• [DATA SUPPLIED]:
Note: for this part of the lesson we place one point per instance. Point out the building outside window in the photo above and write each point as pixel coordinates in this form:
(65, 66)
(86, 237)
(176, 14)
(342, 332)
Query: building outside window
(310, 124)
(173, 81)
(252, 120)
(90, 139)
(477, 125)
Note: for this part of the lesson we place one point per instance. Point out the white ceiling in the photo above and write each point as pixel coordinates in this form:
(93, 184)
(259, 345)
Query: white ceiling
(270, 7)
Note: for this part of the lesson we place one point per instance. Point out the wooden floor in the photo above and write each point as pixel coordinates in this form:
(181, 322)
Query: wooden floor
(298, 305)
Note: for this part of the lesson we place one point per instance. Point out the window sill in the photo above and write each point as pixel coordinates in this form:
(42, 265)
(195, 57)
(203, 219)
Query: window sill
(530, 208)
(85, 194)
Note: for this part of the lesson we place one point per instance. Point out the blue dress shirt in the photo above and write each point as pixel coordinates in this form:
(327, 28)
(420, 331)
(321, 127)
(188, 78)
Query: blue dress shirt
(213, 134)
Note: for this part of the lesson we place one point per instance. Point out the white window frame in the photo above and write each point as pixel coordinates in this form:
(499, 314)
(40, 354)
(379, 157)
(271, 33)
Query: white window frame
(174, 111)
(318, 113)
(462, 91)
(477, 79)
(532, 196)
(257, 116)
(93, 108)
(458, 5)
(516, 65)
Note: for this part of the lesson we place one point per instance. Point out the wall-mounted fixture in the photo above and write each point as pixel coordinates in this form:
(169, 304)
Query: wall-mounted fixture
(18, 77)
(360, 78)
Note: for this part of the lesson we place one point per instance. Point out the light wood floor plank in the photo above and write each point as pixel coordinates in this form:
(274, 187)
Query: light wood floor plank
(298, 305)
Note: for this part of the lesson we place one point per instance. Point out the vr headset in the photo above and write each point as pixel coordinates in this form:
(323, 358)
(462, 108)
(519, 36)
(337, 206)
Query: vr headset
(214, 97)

• [WHAT IS BEING ASKED]:
Put the stretch of the material from the line containing "out the blue" through the end of the material into a Markdown table with the columns Row and Line. Number each line in sequence and omit any blank lines.

• [EXERCISE OUTPUT]:
| Row | Line |
|---|---|
| 1 | Note: for this part of the lesson we place one point per instance. Point out the blue dress shirt in the photo above and write each point as pixel coordinates in this form: |
| 2 | (327, 28) |
| 3 | (420, 331) |
| 4 | (321, 127) |
| 5 | (188, 78) |
| 6 | Query: blue dress shirt |
| 7 | (213, 134) |
| 8 | Note: for this part of the lesson we place one point per instance. Point out the white window frame in the photo above and write each point as pixel coordinates in this form: |
| 9 | (499, 314) |
| 10 | (40, 354) |
| 11 | (379, 157) |
| 12 | (271, 33) |
| 13 | Query: white window frame |
| 14 | (174, 111) |
| 15 | (318, 113) |
| 16 | (462, 91) |
| 17 | (477, 79) |
| 18 | (532, 196) |
| 19 | (257, 116) |
| 20 | (93, 108) |
| 21 | (458, 5) |
| 22 | (516, 65) |
| 23 | Note: for this part of the lesson we place one point per instance. Point out the wall-mounted fixture in the photo above and write each point as pixel coordinates in this form: |
| 24 | (169, 304) |
| 25 | Query: wall-mounted fixture |
| 26 | (18, 77) |
| 27 | (360, 78) |
| 28 | Note: for this part of the lesson we place one point per instance. Point out the light wood floor plank in the photo above and write each point as pixel coordinates in this form: |
| 29 | (274, 187) |
| 30 | Query: light wood floor plank |
| 31 | (298, 305) |
| 32 | Note: for this part of the lesson we place one point per instance. Point out the vr headset in the photo above and write each point as pixel coordinates in this form: |
| 33 | (323, 358) |
| 34 | (462, 108) |
| 35 | (519, 36) |
| 36 | (337, 206) |
| 37 | Query: vr headset |
| 38 | (214, 97) |